TASK DETAILS >>
In the news story below about a possible tram or monorail for Swansea, duplicate word for word the part that opens with the words containing "The idea of" and closes with "made before 2006.".

Councillors in the city that boasted the world's first passenger railway are to look at the possibility of developing a tram or monorail system.
The Mumbles Train was dismantled in 1960 but is still missed
A group has been set up to look at alternative ways of cutting congestion on Swansea's streets including the busy Mumbles Road.
The Mumbles Railway opened in 1807 to connect the east and west of the city but was dismantled in 1960.
The new system could cost up to £100m and take around a decade to build.
Chairman of the council committee looking at the idea, Rob Speht, stressed he and his colleagues were only conducting a feasibility study at present.
There was a lot of work to do to see whether a light transit system would be economically viable, he said.
"If it works out as a viable option for the city, this could be a fantastic opportunity for Swansea."
The committee will examine schemes in other cities and possibly hire consultants to carry out an in-depth study.
Councillor Speht said a number of routes would be looked at, including linking the city centre with Mumbles, the new sports stadium at Morfa, the Fabian Way Park and Ride site and the SA1 development.
An extension may also be looked at to Morriston Hospital.
A horse-drawn railroad carriage carrying passengers between Swansea and Mumbles first ran in 1807.
By the 1870s a steam locomotive was running along the line before electric trams were introduced in 1929.
But the line was dismantled by 1960 although the loss of the train is still lamented in the letter pages of the city's daily newspaper to this day.
The idea of replacing the train has been mooted several times in the past and Mr Speht said a decision on a new transport system for Swansea would not be made before 2006.

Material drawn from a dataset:
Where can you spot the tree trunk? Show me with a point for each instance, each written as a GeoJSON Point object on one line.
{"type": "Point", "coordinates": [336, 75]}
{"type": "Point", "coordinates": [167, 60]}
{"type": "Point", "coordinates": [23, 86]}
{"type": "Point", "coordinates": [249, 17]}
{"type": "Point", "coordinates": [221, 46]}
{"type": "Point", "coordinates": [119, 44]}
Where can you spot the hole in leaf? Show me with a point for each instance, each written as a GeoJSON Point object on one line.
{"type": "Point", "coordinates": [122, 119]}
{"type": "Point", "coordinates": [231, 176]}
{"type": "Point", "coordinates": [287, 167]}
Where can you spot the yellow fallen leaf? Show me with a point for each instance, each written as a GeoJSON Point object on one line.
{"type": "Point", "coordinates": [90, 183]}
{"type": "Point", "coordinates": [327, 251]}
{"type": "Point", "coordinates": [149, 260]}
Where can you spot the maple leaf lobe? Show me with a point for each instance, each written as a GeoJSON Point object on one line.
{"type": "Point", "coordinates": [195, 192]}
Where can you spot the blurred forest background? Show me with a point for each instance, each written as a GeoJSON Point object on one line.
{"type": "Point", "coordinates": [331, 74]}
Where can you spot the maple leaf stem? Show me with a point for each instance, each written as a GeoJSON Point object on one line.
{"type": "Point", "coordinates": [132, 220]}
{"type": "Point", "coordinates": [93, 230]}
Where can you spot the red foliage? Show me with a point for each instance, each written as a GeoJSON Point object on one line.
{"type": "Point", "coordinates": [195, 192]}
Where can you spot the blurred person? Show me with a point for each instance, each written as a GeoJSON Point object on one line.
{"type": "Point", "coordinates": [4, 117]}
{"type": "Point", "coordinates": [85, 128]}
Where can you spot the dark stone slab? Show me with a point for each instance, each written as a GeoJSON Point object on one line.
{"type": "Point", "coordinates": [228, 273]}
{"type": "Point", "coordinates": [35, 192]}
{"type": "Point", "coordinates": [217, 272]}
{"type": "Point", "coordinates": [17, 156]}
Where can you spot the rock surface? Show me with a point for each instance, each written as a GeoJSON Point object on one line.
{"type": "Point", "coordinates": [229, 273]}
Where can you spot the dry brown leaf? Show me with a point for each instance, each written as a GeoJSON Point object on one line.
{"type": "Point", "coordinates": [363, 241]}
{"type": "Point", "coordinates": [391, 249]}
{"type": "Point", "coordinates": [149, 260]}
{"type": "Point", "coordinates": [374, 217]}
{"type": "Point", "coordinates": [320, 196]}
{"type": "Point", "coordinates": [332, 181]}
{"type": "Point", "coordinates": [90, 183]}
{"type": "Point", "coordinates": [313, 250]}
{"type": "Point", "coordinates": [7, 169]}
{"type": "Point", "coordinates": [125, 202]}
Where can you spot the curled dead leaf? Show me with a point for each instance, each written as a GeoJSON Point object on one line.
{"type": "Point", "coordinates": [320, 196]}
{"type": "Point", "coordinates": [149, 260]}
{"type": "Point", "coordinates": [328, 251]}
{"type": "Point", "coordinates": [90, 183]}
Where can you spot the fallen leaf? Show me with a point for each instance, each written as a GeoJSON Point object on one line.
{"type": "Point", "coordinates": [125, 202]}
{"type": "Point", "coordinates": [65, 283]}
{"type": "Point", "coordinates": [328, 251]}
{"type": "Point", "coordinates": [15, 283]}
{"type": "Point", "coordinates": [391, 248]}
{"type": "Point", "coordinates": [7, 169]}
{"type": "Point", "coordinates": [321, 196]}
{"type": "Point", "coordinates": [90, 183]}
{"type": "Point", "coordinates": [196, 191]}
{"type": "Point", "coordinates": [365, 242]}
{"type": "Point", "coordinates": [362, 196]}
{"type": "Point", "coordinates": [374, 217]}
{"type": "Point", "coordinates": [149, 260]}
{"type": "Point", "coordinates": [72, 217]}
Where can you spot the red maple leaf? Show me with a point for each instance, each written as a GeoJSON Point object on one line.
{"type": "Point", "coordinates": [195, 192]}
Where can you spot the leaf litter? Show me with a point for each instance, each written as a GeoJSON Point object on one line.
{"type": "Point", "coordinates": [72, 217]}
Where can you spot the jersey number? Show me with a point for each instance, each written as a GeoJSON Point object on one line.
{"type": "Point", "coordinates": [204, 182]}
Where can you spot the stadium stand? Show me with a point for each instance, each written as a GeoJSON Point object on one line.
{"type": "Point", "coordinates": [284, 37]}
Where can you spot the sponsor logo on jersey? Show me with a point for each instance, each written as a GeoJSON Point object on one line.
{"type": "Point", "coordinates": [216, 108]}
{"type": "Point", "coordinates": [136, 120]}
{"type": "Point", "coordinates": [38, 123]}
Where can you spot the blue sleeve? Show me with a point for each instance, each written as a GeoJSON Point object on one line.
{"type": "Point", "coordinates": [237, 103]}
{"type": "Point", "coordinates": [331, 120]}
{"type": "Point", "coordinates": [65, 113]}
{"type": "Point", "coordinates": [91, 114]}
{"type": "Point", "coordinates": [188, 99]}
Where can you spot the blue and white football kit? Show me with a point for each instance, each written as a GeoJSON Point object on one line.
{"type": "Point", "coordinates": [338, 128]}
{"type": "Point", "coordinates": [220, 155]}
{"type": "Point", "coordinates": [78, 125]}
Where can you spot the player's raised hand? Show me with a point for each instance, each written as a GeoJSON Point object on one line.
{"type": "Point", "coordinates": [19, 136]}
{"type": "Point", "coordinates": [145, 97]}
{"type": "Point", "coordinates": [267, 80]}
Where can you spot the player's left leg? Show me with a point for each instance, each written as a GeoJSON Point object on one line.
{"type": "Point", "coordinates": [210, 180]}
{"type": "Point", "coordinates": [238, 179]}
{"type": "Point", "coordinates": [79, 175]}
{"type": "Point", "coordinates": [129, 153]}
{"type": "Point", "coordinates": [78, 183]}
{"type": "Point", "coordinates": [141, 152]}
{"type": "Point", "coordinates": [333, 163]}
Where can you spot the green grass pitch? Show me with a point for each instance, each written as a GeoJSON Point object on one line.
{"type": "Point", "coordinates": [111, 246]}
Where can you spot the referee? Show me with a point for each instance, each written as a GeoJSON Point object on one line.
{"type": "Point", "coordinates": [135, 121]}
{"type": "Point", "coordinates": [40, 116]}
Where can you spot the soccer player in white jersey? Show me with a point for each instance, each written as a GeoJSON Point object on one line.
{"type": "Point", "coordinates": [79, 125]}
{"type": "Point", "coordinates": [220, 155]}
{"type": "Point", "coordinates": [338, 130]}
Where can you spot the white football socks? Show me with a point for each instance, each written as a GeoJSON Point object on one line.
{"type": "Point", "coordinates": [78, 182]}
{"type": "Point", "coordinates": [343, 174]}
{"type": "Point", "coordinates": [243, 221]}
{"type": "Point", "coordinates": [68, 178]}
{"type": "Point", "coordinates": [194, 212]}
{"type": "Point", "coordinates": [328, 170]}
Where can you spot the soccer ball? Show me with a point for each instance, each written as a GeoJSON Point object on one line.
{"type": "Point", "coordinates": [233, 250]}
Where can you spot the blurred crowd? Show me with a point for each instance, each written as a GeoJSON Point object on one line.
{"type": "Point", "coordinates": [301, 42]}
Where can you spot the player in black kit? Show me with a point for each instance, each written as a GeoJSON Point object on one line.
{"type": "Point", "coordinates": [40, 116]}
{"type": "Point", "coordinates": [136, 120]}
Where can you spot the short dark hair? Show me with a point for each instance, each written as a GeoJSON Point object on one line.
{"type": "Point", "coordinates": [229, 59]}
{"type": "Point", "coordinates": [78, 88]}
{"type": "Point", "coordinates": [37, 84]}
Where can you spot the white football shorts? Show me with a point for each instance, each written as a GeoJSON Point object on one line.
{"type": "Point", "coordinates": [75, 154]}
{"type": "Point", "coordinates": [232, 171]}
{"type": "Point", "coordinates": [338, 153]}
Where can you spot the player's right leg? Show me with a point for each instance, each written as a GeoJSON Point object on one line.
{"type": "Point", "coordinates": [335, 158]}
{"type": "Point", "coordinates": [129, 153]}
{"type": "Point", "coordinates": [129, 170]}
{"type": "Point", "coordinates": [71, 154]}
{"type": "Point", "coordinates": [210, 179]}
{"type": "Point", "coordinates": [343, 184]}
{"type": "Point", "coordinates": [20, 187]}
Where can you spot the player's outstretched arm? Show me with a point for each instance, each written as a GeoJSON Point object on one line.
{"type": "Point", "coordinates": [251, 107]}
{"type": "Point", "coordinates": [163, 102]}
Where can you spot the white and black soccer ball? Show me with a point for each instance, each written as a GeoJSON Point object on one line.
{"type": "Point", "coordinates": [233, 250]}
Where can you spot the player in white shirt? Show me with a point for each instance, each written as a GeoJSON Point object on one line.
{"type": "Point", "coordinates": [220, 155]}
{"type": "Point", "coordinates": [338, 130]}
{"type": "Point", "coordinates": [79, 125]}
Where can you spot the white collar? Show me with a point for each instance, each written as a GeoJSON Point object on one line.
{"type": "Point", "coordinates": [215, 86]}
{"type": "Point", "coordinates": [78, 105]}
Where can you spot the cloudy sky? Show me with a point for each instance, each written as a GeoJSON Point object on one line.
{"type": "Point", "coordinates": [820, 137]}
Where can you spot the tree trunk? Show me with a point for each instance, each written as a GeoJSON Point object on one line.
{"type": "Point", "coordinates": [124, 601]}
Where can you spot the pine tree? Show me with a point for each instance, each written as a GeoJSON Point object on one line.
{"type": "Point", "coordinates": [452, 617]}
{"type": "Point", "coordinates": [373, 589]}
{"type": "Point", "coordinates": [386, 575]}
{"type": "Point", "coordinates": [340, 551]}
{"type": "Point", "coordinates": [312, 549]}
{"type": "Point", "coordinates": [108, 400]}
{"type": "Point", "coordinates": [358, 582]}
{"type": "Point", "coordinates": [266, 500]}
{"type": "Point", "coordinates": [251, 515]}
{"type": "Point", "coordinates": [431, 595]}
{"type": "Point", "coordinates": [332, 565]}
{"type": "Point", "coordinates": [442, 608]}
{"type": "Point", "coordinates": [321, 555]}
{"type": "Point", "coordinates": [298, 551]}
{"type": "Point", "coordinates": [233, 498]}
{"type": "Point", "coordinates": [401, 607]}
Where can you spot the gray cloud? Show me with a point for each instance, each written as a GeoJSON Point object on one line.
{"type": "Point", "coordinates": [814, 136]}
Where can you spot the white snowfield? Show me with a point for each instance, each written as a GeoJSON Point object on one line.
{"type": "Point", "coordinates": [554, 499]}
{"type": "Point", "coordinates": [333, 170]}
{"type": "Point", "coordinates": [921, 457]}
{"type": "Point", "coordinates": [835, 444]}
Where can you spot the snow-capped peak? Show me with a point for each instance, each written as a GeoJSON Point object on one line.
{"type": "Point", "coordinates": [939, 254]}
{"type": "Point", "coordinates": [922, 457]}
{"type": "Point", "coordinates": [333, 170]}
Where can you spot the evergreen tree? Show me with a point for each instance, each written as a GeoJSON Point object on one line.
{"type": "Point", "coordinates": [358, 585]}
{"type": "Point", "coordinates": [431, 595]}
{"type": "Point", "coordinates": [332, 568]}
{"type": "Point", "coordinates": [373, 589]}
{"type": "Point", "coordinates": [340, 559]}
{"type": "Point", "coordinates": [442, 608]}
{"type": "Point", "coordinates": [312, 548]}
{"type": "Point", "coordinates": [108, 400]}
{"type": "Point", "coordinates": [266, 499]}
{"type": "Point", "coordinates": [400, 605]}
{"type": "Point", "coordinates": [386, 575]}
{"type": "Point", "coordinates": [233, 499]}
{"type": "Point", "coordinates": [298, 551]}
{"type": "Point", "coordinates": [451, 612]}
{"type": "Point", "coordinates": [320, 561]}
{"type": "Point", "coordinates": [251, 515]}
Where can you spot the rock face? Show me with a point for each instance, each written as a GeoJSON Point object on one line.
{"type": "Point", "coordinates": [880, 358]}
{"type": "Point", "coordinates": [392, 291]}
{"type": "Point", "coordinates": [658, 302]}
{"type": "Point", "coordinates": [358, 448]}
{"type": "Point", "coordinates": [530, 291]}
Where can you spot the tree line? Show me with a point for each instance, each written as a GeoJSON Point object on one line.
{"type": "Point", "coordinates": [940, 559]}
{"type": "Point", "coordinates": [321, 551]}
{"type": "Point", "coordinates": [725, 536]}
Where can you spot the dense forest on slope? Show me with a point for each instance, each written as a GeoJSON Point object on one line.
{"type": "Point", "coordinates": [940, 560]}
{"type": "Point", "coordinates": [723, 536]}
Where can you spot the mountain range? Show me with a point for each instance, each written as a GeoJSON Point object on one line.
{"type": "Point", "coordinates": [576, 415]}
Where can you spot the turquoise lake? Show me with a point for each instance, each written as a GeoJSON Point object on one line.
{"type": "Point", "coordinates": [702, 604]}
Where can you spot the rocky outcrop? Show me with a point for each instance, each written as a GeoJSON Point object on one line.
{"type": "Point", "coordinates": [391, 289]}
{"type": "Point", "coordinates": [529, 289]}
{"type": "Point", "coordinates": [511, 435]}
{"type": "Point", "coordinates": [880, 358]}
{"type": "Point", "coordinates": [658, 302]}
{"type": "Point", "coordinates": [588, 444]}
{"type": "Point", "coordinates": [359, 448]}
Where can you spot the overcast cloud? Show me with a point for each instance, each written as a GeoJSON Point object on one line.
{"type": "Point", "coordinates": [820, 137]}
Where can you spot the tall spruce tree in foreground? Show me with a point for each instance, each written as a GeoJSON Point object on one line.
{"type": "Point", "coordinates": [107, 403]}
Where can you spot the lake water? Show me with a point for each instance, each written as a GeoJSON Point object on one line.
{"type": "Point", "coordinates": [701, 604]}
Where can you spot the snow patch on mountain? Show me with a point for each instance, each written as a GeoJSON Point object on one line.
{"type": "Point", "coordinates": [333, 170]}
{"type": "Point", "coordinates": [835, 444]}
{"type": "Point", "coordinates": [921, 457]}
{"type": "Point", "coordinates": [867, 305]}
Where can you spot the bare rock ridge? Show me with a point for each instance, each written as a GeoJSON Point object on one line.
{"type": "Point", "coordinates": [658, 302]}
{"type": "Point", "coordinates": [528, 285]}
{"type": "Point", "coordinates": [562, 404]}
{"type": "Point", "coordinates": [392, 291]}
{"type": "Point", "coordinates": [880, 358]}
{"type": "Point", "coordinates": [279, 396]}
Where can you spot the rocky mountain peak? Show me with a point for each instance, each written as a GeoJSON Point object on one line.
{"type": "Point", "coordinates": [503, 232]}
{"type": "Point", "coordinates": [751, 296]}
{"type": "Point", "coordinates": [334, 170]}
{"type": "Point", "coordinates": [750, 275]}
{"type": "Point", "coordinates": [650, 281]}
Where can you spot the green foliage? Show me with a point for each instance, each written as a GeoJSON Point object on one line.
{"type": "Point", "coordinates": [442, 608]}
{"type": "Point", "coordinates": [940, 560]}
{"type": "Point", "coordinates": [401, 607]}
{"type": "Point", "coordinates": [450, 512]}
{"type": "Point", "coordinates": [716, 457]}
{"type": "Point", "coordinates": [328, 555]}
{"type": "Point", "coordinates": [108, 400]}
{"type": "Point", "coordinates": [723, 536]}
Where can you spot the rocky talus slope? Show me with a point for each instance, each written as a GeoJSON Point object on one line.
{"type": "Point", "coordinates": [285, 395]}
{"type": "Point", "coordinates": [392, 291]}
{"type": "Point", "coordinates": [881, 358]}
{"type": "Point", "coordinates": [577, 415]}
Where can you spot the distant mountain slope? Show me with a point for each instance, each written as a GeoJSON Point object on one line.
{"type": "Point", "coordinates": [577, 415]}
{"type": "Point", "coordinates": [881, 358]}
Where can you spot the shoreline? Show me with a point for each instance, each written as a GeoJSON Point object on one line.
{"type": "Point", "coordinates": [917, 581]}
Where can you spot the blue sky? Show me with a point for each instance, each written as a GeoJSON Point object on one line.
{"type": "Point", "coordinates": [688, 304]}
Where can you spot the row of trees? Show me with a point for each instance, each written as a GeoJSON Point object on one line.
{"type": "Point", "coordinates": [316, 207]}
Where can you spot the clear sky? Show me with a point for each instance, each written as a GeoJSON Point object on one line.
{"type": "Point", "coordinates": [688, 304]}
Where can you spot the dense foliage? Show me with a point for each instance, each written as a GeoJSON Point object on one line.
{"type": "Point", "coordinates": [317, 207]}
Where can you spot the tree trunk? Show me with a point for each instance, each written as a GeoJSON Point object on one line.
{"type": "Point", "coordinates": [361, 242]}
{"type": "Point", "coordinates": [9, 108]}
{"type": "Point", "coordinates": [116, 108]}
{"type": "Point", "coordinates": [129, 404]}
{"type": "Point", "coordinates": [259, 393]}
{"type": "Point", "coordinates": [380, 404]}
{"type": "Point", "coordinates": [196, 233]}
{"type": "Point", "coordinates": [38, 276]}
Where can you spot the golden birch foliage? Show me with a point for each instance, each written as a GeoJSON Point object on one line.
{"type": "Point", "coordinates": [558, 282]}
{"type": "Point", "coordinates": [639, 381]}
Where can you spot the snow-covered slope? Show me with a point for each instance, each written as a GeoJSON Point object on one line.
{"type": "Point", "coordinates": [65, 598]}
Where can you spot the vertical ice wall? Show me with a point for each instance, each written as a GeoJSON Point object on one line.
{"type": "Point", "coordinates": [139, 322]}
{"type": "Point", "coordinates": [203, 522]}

TASK RESULT >>
The idea of replacing the train has been mooted several times in the past and Mr Speht said a decision on a new transport system for Swansea would not be made before 2006.